_Given problem 1_.
According to the Glacier development update below, for how many hours was the new Middle Montney well production tested?

_Page excerpt_.
################

Glacier Phase VII Development On Track Including a New Middle Montney Well Test at 11.4 mmcf/d with 47 bbls/mmcf of Liquids

  • Advantage's Phase VII Glacier development program is designed to grow production 36% to 183 mmcfe/d by June 2015 including the extraction of natural gas liquids at our 100% owned Glacier gas plant. A total of 33 Phase VII wells are being drilled to support the future ramp up and sustainment of production at 183 mmcfe/d.
  • We have drilled and rig released 21 of our planned 33 Phase VII Montney wells and drilling operations are continuing ahead of schedule with three drilling rigs. Phase VII completion activities began during the third quarter with operations conducted on two new multi-well pads.
  • Current excess well deliverability of over 100 mmcfe/d (IP30) is available from three new multi-well pads comprised of a total of 13 new Montney wells (two Phase VI and one Phase VII well pads) which will be utilized to maintain current production through to June 2015 and to support increasing production to 183 mmcfe/d.
  • Included in our completion and production testing activity in the third quarter, a new Middle Montney well was production tested for 55 hours and demonstrated a final production test rate of 11.4 mmcf/d based on a normalized average wellhead pressure of 3,000 kpa. This well demonstrated a final free condensate rate of 31 bbls/mmcf and a propane plus liquids yield of 47 bbls/mmcf based on a shallow cut liquids extraction process. This new well is a follow-up to our record Middle Montney well which tested at 13 mmcf/d and still producing at a restricted rate of 5 mmcf/d at a flow pressure of 7,600 kpa after being on-stream for 8 months.
  • The Glacier gas plant expansion and sales line lateral installation is on schedule for June 2015. The gas plant expansion includes installation of a shallow cut liquids extraction process, condensate stabilization and additional gas compression.
  • Advantage has secured firm service sales gas transportation commitments to support our June 2015 production target of 183 mmcfe/d and additional sales gas transportation commitments of up to 205 mmcfe/d in 2016.

Increased Hedging Program Reduces Cash Flow Volatility

  • We have increased our natural gas price hedging positions to provide further downside cash flow protection in support of our multi-year development program.
  • For the balance of 2014, we have 56% of our net forecast production hedged at an average price of $3.90/mcf. For 2015 and 2016, we have 51% and 31% of our net forecast production hedged at an average price of $3.90/mcf and $3.93/mcf, respectively. For the first quarter of 2017, we have hedged 25% of our net forecast production at an average price $3.95/mcf.

################

_Given problem 2_.
Return every line of the rows that contains the word "boot".

[Dataset rows]
################

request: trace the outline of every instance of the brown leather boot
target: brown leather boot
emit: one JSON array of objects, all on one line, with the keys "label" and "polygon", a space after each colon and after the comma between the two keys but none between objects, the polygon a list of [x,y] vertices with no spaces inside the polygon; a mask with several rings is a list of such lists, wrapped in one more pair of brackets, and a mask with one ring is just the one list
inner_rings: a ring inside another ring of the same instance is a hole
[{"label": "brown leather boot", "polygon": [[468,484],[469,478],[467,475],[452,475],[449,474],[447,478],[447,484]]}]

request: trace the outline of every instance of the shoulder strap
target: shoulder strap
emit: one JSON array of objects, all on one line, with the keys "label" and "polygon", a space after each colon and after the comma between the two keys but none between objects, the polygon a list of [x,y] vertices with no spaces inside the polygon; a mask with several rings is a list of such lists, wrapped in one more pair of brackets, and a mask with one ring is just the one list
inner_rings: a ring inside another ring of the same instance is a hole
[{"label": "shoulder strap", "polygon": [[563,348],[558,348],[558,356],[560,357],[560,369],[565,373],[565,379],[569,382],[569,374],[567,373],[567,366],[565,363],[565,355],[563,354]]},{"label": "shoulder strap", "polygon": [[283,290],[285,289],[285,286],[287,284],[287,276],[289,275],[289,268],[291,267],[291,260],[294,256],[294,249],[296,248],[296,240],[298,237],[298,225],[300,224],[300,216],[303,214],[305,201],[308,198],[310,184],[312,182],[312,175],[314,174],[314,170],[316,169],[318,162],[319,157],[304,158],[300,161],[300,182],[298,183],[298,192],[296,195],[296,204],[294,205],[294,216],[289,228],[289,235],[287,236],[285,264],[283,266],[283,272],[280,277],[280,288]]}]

################

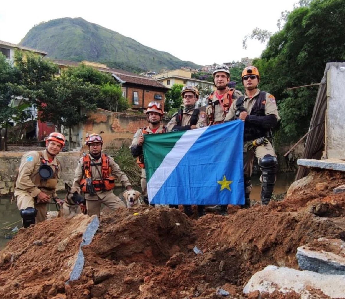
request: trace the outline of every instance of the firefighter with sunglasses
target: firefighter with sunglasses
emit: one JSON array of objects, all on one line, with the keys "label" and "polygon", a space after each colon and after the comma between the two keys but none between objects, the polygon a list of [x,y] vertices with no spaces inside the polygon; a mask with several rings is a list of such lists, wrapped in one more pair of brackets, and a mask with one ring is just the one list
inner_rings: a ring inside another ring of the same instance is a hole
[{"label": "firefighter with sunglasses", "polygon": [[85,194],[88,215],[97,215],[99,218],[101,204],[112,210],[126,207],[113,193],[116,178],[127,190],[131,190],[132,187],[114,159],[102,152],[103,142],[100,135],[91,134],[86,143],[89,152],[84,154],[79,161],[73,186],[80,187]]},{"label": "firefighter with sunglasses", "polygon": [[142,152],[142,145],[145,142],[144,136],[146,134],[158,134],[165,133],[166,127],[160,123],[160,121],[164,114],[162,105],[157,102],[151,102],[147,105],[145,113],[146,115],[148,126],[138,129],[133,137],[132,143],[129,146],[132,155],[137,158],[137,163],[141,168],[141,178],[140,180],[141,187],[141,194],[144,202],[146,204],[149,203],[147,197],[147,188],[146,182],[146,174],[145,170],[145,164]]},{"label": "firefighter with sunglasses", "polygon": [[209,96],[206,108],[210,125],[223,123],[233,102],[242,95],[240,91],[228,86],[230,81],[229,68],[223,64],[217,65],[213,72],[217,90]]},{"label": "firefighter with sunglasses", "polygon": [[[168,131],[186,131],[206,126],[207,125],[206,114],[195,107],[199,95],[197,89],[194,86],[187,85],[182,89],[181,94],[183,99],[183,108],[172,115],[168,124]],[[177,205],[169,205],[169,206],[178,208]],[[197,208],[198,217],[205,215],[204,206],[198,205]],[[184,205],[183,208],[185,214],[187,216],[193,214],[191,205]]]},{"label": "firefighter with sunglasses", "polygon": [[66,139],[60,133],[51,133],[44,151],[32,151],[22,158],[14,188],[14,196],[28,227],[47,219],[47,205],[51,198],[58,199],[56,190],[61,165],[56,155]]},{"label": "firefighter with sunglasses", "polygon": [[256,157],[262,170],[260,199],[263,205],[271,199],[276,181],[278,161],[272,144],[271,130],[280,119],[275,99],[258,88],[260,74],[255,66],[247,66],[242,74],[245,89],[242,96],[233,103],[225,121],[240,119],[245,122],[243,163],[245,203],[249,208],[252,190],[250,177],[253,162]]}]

################

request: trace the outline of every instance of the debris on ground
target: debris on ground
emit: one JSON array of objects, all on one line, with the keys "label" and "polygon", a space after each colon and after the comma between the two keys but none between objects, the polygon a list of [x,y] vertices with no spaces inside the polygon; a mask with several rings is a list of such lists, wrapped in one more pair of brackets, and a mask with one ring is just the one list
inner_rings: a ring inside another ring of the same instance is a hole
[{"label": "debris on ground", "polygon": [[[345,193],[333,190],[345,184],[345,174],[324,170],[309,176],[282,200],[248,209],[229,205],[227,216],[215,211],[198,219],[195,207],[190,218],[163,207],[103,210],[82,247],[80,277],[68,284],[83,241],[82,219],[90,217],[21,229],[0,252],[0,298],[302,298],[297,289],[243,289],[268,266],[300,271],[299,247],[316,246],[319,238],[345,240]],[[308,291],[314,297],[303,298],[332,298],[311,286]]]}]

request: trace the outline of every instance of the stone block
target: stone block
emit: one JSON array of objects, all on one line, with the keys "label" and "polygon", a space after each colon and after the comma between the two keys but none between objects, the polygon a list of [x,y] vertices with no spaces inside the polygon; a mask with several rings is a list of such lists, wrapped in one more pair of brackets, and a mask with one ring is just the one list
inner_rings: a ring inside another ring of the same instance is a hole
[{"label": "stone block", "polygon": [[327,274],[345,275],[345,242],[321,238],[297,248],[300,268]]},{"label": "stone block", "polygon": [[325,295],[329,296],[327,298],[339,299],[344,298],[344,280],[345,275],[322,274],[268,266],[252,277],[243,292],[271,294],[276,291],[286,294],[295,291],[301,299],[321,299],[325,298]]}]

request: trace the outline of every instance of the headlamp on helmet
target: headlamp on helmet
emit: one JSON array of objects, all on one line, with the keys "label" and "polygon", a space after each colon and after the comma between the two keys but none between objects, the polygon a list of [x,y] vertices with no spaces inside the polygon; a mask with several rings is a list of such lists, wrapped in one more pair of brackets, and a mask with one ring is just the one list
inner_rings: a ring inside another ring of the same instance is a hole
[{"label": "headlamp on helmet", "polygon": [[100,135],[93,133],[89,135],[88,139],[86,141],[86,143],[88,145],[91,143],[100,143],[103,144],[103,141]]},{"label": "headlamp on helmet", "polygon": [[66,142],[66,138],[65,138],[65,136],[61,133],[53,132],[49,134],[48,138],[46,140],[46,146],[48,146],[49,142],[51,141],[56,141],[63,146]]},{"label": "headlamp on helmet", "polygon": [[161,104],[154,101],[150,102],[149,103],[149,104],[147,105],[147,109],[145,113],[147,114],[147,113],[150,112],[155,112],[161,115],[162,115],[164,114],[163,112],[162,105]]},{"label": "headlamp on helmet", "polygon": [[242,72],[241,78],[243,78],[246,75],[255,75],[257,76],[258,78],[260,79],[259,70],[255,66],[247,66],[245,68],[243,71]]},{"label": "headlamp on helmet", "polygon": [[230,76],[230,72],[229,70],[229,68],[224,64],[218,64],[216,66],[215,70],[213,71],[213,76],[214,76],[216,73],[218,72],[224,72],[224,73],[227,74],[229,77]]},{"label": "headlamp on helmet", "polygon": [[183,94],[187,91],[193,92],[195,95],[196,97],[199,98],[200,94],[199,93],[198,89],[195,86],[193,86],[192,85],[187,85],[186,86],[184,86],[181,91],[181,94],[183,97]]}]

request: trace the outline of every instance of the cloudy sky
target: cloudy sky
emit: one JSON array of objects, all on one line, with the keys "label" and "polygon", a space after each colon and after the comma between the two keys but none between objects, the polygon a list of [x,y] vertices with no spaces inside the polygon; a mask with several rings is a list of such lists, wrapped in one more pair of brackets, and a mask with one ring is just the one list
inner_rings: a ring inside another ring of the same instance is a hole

################

_Result 1_.
55 hours

_Result 2_.
request: trace the outline of every instance of the brown leather boot
target: brown leather boot
[{"label": "brown leather boot", "polygon": [[468,484],[469,478],[467,475],[452,475],[449,474],[447,478],[447,484]]}]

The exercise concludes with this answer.